文字作为文化延续与进步的关键媒介,若一个国家或民族缺乏一种统一且普遍接受的语言符号系统,那么其内部团结的力量必然会受到严重影响。
2020年3月18日,蒙古国正式颁布了一项决议,该决议名为《蒙古文字国家大纲》,旨在2025年之前恢复一度被废弃的“回鹘式蒙古文”。这种文字亦被称为“老蒙文”,它是蒙古族最初采用的文字之一。目前,我国内蒙古自治区所使用的正是这种传统的蒙古文,因此可以说“蒙古文字的正宗就在内蒙”。蒙古国曾对文字进行过大幅度的改革,然而如今却转向了“复古”的路径,这背后的原因究竟是什么呢?

• 书面题目 A
照录条目中从含有“Target: hand holding bottle”的那一行起到条目末尾的各行,首尾两行均计在内,一字不改。

• 所给条目
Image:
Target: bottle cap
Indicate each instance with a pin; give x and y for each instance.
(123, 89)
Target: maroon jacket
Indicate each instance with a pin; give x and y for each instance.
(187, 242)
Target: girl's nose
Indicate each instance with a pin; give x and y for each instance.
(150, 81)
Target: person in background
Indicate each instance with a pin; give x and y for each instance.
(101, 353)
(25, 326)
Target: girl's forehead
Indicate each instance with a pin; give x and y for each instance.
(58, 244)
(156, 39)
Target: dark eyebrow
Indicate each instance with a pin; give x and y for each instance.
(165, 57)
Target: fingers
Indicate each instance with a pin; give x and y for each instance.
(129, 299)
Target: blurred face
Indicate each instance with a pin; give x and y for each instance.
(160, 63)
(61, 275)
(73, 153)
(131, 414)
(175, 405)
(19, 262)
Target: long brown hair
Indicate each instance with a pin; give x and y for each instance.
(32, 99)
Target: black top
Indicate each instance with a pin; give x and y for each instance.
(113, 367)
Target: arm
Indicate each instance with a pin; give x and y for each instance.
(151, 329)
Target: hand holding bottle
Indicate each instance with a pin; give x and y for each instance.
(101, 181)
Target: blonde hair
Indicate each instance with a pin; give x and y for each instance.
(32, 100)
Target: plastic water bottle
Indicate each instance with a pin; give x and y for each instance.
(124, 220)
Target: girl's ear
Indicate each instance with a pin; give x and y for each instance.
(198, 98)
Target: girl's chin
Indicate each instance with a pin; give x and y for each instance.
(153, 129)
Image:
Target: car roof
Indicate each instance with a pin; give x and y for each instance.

• 书面题目 B
把引文中这句话译成英文:“文字作为文化延续与进步的关键媒介,若一个国家或民族缺乏一种统一且普遍接受的语言符号系统,那么其内部团结的力量必然会受到严重影响。”

• 任务结果 A
Target: hand holding bottle
Indicate each instance with a pin; give x and y for each instance.
(101, 181)
Target: blonde hair
Indicate each instance with a pin; give x and y for each instance.
(32, 100)
Target: plastic water bottle
Indicate each instance with a pin; give x and y for each instance.
(124, 220)
Target: girl's ear
Indicate each instance with a pin; give x and y for each instance.
(198, 98)
Target: girl's chin
Indicate each instance with a pin; give x and y for each instance.
(153, 129)
Image:
Target: car roof
Indicate each instance with a pin; give x and y for each instance.

• 任务结果 B
Writing is a key medium for the continuation and progress of culture; if a country or ethnic group lacks a unified and universally accepted system of linguistic symbols, the strength of its internal unity will inevitably be seriously affected.